--- COMPLETE THE FOLLOWING ---
1) Print the section of the passage on race and health outcomes from "So why are we" to "and overdose fatalities.", word for word.
2) In the passage on race and health outcomes, which newspaper is Jerry Davich associated with?

What does it mean for someone's race not to work against him or her when it comes to seeking healthcare?
Taking a look at the most recent research on race-based health disparities might provide some clues. The data demonstrates how racism predicated on white privilege produces predictable haves (whites) and have-nots (people of color) when it comes to medical care and health outcomes. This is why the Princeton analysis about the rising mortality rate among whites was so shocking: It presented data that countered the now commonsense narrative that the health of people of color will always be worse than that of whites.
So why are we now witnessing this reversal of fortune? Pundits have speculated on possible causes. Among them is the Chicago Tribune's Jerry Davich, who pointed to poor whites' loss of hope in an American Dream that at one time seemed attainable by all (white) Americans. For Davich, this hypothesis also explained why they – and not their nonwhite counterparts – have experienced a spike in death rates. The official commentary that accompanied the PNAS paper also weighed in by suggesting possible contributing factors, including white patients' access to opioids. Research has indeed demonstrated that physicians have been denying African American and Latino patients the powerful prescription pain relievers because they suspected that they would abuse or divert them. They made no such leap for white patients, resulting in far higher rates of addiction and overdose fatalities.

--- DATA SECTION ---
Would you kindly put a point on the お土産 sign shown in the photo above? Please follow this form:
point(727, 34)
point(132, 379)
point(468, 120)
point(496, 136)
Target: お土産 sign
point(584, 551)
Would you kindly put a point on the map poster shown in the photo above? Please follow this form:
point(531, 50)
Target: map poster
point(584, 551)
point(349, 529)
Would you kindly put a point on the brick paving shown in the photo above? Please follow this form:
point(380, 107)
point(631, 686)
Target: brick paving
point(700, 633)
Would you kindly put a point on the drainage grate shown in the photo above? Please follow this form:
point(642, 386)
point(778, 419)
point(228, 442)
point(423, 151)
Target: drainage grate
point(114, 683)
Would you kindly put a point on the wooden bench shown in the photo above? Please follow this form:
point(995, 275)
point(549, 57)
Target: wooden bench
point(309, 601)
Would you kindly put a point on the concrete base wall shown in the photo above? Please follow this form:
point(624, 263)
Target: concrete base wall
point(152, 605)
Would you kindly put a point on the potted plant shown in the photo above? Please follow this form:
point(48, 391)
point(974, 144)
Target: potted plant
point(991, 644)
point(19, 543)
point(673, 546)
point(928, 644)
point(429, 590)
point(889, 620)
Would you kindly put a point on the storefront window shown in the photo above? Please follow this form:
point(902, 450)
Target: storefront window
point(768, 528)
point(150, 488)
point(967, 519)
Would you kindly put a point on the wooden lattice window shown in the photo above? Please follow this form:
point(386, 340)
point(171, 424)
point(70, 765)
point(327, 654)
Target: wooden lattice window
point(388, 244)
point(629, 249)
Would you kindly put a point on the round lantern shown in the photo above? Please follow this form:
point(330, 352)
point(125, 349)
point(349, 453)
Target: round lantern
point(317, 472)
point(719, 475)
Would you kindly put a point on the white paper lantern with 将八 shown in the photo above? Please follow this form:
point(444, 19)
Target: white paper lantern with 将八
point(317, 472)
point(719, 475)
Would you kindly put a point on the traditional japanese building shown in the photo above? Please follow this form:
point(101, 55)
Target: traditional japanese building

--- OUTPUTS BY TASK ---
1)
So why are we now witnessing this reversal of fortune? Pundits have speculated on possible causes. Among them is the Chicago Tribune's Jerry Davich, who pointed to poor whites' loss of hope in an American Dream that at one time seemed attainable by all (white) Americans. For Davich, this hypothesis also explained why they – and not their nonwhite counterparts – have experienced a spike in death rates. The official commentary that accompanied the PNAS paper also weighed in by suggesting possible contributing factors, including white patients' access to opioids. Research has indeed demonstrated that physicians have been denying African American and Latino patients the powerful prescription pain relievers because they suspected that they would abuse or divert them. They made no such leap for white patients, resulting in far higher rates of addiction and overdose fatalities.

2) The Chicago Tribune.